**MATERIALS PROVIDED**
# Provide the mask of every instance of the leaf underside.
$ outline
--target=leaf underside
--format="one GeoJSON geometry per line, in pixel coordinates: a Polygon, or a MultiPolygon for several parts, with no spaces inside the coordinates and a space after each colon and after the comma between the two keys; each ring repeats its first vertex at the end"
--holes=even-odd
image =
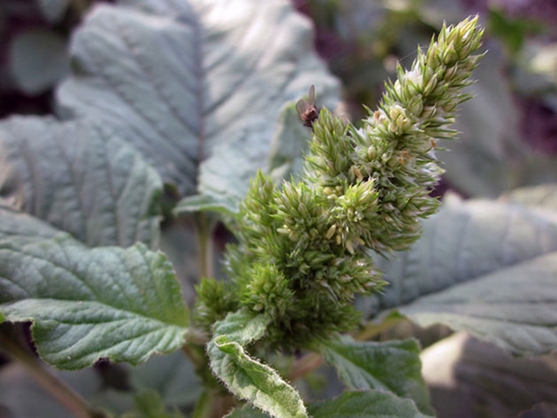
{"type": "Polygon", "coordinates": [[[310,22],[279,0],[123,3],[96,6],[75,33],[62,114],[110,126],[182,196],[237,211],[283,104],[311,84],[320,103],[338,100],[310,22]]]}
{"type": "Polygon", "coordinates": [[[185,341],[187,309],[170,263],[143,244],[89,249],[0,206],[0,311],[33,322],[41,357],[61,369],[101,358],[136,364],[185,341]]]}
{"type": "Polygon", "coordinates": [[[519,355],[557,348],[557,219],[503,201],[449,199],[423,237],[397,260],[379,261],[391,283],[370,300],[418,324],[447,325],[519,355]]]}
{"type": "Polygon", "coordinates": [[[84,121],[0,122],[0,195],[90,246],[158,243],[162,183],[141,155],[84,121]]]}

**BRIEF**
Copy every line above word for word, but leave the picture out.

**TASK RESULT**
# Provide the mask of every instance of the leaf underside.
$ outline
--target=leaf underside
--format="one GeoJSON geometry per line, in pixel coordinates: a Polygon, or a MultiPolygon for several parts, with no spaces inside the coordinates and a space after each colon and after the comma between the two keys; each ring repeats its first vertex at the end"
--holes=even-odd
image =
{"type": "Polygon", "coordinates": [[[310,22],[279,0],[123,3],[96,6],[75,33],[62,114],[110,126],[182,196],[237,211],[283,104],[311,84],[320,103],[338,100],[310,22]]]}
{"type": "Polygon", "coordinates": [[[185,341],[187,309],[170,263],[143,244],[89,249],[0,206],[0,311],[33,322],[41,357],[61,369],[101,358],[136,364],[185,341]]]}
{"type": "Polygon", "coordinates": [[[519,355],[557,348],[557,219],[503,201],[449,199],[423,237],[397,260],[379,261],[391,283],[370,300],[418,324],[447,325],[519,355]]]}
{"type": "Polygon", "coordinates": [[[84,121],[0,122],[0,195],[90,246],[158,243],[162,183],[141,155],[84,121]]]}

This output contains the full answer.